:: やること ::
#1 本文抜粋のうち、「今は時間が止まってほしいとは」を含む語句で始まり「有名なキャッチコピーだけれど、わたしはこの言葉が大好きだ。」で終わる部分を、一字一句変えずに出力してください。
#2 本文抜粋によると、書き手が今の彼と交際を始めてから、どれくらいの期間が経っていますか。

:: 本文抜粋 ::
• • • • •

彼がいなくなったら死んでしまう!と思っていた。実際は彼がいなくなったら自分が姿を現しただけだった。

今の彼がもし明日いなくなってしまったら、わたしは悲しむけれど1人の生活に戻っていくと思う。わたしと彼の間にある”尊敬”という絆は強いけれどきっと脆くて、切れてしまったらたぶん縋ることもなくあっさりと別れてしまう気がする。
それだけちゃんと、自分は1人でも生きていけるという自信があるということだ。


「時間が止まればいいのに」vs「歳をとっていく姿が見たい」

昔の恋人、好きな人、どちらにも「これ以上あなたのことを知ったら嫌いなところを見つけてしまうかもしれない」と感じる瞬間があった。その人を嫌いにならないために、知らないという選択肢をとりたかった。
そして、幸せの絶頂には「ずっとこのままでいたい」と思った。

今の彼のことは知れば知るほど嬉しい。自分が人に期待を寄せなくなったからなのか、彼の嫌なところがいつまでも見つからないある種の信頼なのかはわからないけれど。
今は時間が止まってほしいとは思わない。歳をとって、体型が崩れて、髪の毛を気にして、ちょっと嫌なおじさんにすらなっていく彼が見たい。
どうして違うのか考えてみたのだけれど、彼にはこれから先もずっと同じように愛情を注ぎ続けてくれるだろうという安心感を持てるからだと思う。交際を始めてから今まで、まだ7ヶ月という短い期間だけれど、彼の愛情の大きさはいつ何時も変わることはなかったから。愛が変わらなければ、自分や相手、世界は定期的に変わっていった方が面白い。


「この人でいいんだろうか」vs「この人だから一緒にいたい」

どんな人にも抱えていた疑問の感情は、今の彼に対して感じることはない。ただ一度だけ、同棲という後戻りができなくなるイベントに向けて不安になったことはあるけれど。
他の誰かにとって、彼やわたしは恋愛対象外かもしれない。けれど少なくともわたしにとって彼は、嫌なところが一つも見つからない奇跡みたいな人なのだ。「結婚するならこの人だな」ではなくて、「彼だから結婚したい」のだ。「幸せにしたい」とか「幸せにしてほしい」じゃなくて「2人でいることがなによりの幸せ」なのだ。

結婚しなくても幸せになれるこの時代に、私は、あなたと結婚したいのです。

ゼクシィのキャッチコピー

有名なキャッチコピーだけれど、わたしはこの言葉が大好きだ。
わたしは1人でも生きていけると思う。でも、あなただから一緒に生きていきたい。そういう人を探して、諦めかけて、不平不満も漏らして、それでもちゃんと巡り会えたんだもの。

わたしは1年前Xにこんなポストをしていた。

結婚ってアラサーになってくると、
好きな人と結婚する
じゃなくて
結婚するために好きになる(人を探す)

• • • • •

:: 元データ ::
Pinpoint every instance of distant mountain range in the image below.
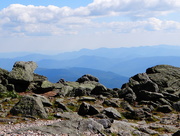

• • • • •

:: 解答結果 ::
#1
今は時間が止まってほしいとは思わない。歳をとって、体型が崩れて、髪の毛を気にして、ちょっと嫌なおじさんにすらなっていく彼が見たい。
どうして違うのか考えてみたのだけれど、彼にはこれから先もずっと同じように愛情を注ぎ続けてくれるだろうという安心感を持てるからだと思う。交際を始めてから今まで、まだ7ヶ月という短い期間だけれど、彼の愛情の大きさはいつ何時も変わることはなかったから。愛が変わらなければ、自分や相手、世界は定期的に変わっていった方が面白い。


「この人でいいんだろうか」vs「この人だから一緒にいたい」

どんな人にも抱えていた疑問の感情は、今の彼に対して感じることはない。ただ一度だけ、同棲という後戻りができなくなるイベントに向けて不安になったことはあるけれど。
他の誰かにとって、彼やわたしは恋愛対象外かもしれない。けれど少なくともわたしにとって彼は、嫌なところが一つも見つからない奇跡みたいな人なのだ。「結婚するならこの人だな」ではなくて、「彼だから結婚したい」のだ。「幸せにしたい」とか「幸せにしてほしい」じゃなくて「2人でいることがなによりの幸せ」なのだ。

結婚しなくても幸せになれるこの時代に、私は、あなたと結婚したいのです。

ゼクシィのキャッチコピー

有名なキャッチコピーだけれど、わたしはこの言葉が大好きだ。

#2 交際を始めてから7ヶ月です。